* **What the task requires**
Copy the lines of the records verbatim, beginning at the line that contains "tag the curved asphalt driveway" and stopping after the line that contains "(843, 1145)".

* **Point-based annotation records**

====================

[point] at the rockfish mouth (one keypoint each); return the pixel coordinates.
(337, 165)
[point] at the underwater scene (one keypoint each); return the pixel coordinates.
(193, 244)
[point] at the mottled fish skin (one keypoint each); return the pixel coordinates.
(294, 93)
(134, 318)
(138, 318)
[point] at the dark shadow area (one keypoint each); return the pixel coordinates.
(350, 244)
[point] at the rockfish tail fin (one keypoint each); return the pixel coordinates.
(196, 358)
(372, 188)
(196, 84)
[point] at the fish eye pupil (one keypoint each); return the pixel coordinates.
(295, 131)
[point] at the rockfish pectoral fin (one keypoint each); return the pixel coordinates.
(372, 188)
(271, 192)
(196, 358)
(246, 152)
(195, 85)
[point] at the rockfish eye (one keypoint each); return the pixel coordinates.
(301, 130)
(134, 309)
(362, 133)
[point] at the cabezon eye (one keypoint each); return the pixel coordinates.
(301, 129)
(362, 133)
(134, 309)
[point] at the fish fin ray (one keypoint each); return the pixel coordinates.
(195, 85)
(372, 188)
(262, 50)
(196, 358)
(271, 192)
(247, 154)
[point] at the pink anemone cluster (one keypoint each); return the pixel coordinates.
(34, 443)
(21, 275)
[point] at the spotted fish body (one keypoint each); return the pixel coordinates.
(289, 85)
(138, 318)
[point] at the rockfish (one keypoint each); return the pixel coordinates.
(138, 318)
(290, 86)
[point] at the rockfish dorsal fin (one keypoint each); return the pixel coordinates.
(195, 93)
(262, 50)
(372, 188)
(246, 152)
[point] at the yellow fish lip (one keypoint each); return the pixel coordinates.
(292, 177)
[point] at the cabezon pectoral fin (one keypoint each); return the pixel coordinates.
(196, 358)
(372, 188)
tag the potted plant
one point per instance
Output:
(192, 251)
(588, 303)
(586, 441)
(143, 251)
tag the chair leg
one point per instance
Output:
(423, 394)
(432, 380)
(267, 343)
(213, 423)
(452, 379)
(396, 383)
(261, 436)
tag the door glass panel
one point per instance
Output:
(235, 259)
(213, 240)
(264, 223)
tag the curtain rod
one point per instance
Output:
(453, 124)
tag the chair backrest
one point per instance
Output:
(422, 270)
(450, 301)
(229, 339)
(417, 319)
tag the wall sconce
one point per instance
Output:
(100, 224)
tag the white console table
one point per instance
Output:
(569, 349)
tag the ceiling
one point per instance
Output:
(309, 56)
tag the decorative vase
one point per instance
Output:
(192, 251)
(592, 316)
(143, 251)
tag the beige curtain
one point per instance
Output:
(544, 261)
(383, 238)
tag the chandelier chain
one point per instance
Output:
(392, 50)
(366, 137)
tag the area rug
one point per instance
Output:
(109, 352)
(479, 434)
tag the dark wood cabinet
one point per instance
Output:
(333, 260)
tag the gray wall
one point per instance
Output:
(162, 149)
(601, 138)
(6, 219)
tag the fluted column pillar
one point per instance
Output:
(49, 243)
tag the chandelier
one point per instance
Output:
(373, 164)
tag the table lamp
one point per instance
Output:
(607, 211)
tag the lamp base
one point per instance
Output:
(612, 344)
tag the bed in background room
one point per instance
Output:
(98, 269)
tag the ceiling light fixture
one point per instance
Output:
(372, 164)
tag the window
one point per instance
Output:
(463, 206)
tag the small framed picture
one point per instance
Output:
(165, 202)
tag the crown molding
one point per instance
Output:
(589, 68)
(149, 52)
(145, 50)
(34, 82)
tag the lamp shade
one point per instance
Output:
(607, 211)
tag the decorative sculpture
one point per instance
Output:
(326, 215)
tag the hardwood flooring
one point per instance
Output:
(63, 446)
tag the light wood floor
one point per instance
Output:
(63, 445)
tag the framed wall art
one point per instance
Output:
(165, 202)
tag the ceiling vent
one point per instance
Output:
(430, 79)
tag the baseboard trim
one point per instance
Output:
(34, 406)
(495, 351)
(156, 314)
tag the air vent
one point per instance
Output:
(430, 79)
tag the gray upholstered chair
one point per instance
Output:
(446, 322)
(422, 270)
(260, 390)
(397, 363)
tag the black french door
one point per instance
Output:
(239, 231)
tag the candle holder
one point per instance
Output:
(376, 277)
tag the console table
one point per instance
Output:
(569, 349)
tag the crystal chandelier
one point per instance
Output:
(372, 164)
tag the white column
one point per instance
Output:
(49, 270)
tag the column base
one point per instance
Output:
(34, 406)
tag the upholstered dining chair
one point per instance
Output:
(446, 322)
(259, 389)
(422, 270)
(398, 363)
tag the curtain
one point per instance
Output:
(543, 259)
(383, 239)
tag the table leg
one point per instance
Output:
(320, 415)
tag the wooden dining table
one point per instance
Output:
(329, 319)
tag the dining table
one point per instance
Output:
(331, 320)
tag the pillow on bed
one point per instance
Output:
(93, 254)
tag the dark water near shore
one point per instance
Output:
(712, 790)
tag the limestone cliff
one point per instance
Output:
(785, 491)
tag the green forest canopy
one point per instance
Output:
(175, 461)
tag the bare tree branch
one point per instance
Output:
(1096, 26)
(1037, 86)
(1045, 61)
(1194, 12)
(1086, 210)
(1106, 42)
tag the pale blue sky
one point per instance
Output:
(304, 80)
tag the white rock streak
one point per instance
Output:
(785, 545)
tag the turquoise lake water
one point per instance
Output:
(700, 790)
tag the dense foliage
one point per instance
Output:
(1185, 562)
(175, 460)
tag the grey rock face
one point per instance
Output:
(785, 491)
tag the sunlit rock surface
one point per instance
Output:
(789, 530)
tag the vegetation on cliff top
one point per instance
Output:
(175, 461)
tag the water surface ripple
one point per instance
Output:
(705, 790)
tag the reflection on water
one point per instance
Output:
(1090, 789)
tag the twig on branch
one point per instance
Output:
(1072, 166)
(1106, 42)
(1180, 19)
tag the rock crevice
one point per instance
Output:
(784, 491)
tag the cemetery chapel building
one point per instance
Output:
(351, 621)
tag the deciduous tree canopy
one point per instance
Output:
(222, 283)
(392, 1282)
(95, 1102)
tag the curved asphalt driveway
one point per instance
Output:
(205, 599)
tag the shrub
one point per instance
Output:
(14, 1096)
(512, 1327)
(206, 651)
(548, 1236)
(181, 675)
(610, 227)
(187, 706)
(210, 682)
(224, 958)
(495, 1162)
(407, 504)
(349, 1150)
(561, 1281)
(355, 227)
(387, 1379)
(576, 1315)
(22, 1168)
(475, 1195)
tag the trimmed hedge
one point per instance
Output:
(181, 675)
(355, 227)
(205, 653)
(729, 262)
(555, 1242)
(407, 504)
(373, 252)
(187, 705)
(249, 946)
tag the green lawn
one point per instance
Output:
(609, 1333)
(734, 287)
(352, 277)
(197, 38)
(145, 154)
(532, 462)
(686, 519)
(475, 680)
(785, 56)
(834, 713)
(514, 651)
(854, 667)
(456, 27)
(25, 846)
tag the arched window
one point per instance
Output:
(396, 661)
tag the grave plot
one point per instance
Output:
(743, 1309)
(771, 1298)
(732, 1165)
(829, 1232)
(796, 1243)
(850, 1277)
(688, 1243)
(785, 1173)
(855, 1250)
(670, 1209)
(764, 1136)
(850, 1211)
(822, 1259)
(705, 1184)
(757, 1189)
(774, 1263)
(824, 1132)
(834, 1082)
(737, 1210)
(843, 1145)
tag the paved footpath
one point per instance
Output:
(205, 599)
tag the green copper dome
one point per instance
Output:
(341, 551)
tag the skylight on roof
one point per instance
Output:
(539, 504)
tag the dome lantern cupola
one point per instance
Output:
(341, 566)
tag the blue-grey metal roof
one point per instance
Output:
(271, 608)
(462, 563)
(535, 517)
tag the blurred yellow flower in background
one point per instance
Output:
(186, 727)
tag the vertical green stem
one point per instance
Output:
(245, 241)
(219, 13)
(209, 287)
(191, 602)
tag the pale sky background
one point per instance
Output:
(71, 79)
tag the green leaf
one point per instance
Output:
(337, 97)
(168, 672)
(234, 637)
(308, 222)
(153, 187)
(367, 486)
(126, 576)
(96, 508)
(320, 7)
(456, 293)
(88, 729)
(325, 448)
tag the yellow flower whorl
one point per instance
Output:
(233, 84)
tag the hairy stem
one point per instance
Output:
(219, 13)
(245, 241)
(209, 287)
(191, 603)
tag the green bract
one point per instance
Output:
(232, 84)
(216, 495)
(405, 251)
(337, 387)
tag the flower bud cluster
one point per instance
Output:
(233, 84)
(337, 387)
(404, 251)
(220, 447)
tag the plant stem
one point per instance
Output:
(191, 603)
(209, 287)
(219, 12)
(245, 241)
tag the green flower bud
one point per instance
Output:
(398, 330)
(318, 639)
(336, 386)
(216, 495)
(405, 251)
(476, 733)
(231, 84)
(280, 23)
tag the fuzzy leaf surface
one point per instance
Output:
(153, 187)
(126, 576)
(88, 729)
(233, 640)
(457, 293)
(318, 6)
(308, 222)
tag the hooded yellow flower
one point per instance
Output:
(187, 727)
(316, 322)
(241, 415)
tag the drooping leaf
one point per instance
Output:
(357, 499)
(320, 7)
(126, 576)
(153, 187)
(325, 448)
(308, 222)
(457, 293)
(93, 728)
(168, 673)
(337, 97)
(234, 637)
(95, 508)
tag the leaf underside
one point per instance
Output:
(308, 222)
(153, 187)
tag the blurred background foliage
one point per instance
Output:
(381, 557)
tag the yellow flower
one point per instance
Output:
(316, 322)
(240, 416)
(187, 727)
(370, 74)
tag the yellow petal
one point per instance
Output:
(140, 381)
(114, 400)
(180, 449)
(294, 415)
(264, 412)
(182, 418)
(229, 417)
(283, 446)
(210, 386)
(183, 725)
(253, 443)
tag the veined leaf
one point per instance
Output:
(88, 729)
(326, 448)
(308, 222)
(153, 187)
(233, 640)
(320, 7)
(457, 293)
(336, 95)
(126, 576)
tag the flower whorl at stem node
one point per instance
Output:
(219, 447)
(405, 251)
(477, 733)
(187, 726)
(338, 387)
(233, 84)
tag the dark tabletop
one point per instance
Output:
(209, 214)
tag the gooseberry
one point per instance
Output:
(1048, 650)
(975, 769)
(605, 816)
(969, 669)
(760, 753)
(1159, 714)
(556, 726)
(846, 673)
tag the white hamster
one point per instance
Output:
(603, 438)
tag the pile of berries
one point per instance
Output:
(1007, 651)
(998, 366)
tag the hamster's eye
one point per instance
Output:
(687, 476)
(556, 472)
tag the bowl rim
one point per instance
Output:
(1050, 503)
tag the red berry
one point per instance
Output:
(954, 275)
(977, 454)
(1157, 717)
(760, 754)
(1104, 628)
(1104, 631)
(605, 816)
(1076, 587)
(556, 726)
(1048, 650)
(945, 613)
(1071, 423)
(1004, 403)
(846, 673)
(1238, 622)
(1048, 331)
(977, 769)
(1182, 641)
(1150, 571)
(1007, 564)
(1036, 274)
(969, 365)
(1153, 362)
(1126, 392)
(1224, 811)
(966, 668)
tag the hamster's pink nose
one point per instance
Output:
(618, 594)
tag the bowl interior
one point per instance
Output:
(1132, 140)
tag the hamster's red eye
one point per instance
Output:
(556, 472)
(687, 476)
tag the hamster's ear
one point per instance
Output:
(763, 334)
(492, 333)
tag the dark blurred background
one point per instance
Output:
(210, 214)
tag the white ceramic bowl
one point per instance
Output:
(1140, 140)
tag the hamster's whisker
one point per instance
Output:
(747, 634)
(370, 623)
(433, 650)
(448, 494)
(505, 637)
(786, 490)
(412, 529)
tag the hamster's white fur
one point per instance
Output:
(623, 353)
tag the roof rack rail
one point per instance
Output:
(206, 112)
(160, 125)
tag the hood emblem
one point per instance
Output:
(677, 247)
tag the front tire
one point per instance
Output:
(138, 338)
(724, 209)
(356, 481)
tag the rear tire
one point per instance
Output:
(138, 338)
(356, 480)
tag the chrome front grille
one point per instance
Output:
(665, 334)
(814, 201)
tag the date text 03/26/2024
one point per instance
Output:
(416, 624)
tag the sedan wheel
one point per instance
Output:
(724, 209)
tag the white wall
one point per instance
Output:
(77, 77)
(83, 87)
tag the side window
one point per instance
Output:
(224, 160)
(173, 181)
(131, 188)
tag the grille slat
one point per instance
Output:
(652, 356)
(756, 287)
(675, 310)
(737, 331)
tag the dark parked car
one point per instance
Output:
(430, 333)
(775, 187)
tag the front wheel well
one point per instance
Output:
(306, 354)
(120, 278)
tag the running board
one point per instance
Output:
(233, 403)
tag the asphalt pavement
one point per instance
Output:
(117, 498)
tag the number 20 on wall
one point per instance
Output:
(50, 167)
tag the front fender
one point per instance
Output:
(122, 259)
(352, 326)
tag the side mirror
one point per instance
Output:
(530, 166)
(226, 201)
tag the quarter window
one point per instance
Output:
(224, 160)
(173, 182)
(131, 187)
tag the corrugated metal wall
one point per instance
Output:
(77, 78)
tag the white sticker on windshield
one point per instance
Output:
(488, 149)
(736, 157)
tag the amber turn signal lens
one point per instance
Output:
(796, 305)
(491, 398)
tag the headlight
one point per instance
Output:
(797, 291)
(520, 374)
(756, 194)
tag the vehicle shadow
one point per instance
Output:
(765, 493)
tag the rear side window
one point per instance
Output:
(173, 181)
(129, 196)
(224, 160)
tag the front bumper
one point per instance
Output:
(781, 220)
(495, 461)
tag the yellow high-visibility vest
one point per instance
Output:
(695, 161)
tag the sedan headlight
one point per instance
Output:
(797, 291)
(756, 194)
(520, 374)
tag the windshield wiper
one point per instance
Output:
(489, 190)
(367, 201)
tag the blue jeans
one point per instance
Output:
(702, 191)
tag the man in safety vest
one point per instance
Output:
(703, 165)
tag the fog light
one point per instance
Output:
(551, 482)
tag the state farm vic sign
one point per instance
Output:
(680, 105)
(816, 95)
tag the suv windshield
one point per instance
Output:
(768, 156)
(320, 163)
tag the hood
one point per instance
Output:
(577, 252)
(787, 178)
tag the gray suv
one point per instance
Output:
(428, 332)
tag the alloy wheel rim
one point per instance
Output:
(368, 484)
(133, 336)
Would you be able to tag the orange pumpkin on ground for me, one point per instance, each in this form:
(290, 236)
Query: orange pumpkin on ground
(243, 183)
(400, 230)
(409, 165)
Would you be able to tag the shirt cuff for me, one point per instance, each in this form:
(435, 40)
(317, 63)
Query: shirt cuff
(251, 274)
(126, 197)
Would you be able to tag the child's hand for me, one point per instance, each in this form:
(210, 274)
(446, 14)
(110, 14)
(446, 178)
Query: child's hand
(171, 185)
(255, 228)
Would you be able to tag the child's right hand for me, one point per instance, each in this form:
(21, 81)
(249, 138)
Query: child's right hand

====================

* **Written solution**
tag the curved asphalt driveway
one point per instance
Output:
(205, 599)
tag the shrub
one point per instance
Output:
(14, 1096)
(512, 1327)
(206, 651)
(548, 1236)
(181, 675)
(610, 227)
(187, 706)
(210, 682)
(224, 958)
(495, 1162)
(407, 504)
(349, 1150)
(561, 1281)
(355, 227)
(387, 1379)
(576, 1315)
(22, 1168)
(475, 1195)
tag the trimmed hedge
one point per instance
Output:
(181, 675)
(355, 227)
(205, 653)
(729, 262)
(555, 1242)
(407, 504)
(373, 252)
(187, 705)
(249, 946)
tag the green lawn
one point per instance
Output:
(609, 1333)
(734, 287)
(352, 277)
(197, 38)
(145, 154)
(532, 462)
(686, 519)
(475, 680)
(785, 56)
(834, 713)
(514, 651)
(854, 667)
(456, 27)
(25, 846)
tag the arched window
one point per instance
Output:
(396, 661)
tag the grave plot
one point per instance
Output:
(743, 1309)
(771, 1298)
(732, 1165)
(829, 1232)
(796, 1243)
(850, 1277)
(688, 1243)
(785, 1173)
(855, 1250)
(670, 1209)
(764, 1136)
(850, 1211)
(822, 1259)
(705, 1184)
(757, 1189)
(774, 1263)
(824, 1132)
(834, 1082)
(737, 1210)
(843, 1145)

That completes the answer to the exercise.